*TASK TO COMPLETE*. Pictures stay out of this copy, which runs from the first line of the material through the line containing "1087L835 1160L949 1191L980".
#### MATERIAL SUPPLIED ####
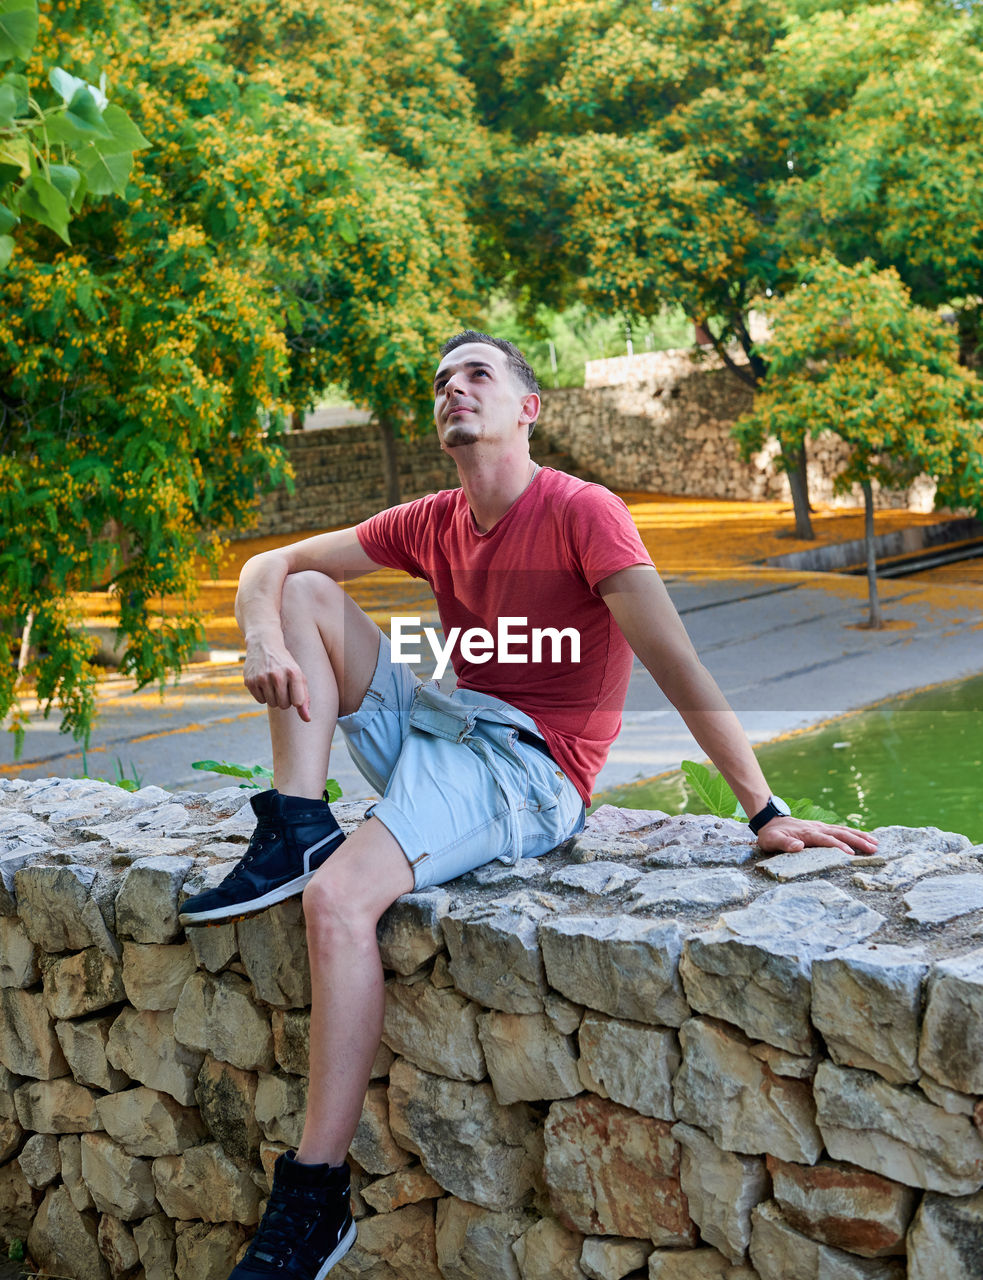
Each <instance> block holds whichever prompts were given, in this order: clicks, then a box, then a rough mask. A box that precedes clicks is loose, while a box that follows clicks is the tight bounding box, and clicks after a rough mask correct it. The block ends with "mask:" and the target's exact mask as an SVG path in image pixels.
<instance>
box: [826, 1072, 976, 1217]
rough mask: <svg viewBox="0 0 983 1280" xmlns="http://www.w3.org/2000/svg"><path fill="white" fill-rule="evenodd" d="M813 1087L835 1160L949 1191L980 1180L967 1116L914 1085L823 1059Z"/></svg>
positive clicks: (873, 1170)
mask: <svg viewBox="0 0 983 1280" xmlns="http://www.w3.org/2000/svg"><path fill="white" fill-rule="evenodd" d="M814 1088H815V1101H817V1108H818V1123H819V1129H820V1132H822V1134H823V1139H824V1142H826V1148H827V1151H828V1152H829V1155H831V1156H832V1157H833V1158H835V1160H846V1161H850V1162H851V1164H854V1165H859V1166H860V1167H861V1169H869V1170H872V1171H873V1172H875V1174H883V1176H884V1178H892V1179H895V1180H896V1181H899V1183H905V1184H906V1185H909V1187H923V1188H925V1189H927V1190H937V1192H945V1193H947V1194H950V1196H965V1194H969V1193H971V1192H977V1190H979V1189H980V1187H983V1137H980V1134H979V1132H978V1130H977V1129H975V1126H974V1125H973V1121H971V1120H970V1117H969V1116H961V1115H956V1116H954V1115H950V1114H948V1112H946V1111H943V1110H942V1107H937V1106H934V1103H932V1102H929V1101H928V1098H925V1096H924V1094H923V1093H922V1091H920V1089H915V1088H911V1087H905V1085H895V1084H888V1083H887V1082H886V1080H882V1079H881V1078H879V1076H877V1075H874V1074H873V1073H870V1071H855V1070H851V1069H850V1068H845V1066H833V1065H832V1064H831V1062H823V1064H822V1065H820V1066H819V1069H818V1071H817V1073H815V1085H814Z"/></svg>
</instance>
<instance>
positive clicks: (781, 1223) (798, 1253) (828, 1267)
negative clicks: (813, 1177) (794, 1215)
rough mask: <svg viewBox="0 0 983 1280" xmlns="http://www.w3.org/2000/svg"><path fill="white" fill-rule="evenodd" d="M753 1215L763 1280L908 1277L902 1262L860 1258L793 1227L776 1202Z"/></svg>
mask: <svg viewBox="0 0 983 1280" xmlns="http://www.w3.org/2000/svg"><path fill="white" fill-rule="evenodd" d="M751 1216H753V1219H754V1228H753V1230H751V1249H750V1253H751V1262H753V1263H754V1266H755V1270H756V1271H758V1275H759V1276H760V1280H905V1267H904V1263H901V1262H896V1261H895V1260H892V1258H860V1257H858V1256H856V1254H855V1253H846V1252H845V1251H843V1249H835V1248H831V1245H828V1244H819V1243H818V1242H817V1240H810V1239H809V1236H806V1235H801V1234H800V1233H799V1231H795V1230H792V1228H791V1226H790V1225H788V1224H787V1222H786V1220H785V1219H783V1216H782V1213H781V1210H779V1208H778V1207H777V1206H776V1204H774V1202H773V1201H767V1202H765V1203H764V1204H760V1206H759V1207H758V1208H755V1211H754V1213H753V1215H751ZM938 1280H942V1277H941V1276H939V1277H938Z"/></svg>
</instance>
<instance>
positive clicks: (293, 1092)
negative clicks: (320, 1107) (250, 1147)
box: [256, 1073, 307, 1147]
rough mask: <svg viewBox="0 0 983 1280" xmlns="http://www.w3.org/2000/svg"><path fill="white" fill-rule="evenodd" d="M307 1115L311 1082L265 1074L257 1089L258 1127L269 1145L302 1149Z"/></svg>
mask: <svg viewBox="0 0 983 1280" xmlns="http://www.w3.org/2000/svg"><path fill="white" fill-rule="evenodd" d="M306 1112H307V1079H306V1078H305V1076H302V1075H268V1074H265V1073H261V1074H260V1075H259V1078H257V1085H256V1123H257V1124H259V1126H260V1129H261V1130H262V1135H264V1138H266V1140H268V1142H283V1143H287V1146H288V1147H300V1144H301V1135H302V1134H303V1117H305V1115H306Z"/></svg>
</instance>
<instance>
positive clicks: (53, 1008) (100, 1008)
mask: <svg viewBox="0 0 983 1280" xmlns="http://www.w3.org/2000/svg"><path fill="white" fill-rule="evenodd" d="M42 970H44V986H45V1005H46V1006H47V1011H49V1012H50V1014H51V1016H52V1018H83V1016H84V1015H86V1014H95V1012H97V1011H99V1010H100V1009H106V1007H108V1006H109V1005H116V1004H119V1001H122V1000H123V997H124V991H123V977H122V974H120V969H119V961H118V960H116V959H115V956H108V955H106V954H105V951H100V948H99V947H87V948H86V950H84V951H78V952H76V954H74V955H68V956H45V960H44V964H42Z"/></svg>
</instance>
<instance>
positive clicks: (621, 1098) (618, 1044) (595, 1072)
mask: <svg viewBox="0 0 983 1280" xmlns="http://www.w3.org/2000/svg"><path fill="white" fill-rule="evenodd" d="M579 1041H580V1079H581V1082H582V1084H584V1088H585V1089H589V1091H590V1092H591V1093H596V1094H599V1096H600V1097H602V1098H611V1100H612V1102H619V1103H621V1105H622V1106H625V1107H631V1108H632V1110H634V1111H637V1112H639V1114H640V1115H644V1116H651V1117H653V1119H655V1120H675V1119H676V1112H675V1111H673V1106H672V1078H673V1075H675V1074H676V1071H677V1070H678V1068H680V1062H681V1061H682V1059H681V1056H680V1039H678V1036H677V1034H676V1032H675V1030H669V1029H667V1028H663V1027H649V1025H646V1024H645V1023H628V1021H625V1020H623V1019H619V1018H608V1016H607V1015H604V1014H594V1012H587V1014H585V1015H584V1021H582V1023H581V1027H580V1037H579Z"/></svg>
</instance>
####
*ANSWER AREA*.
Each <instance> block holds whichever prompts were given, in this order: clicks, then a box, then a rough mask. A box that precedes clicks is loose, while a box that follows clicks is the tight bounding box, and clicks after a rough mask correct it. The block ends with "mask:" and the target's exact mask as an SVG path in image pixels.
<instance>
box: [826, 1072, 976, 1217]
rough mask: <svg viewBox="0 0 983 1280" xmlns="http://www.w3.org/2000/svg"><path fill="white" fill-rule="evenodd" d="M813 1087L835 1160L949 1191L980 1180L967 1116L914 1085L823 1059Z"/></svg>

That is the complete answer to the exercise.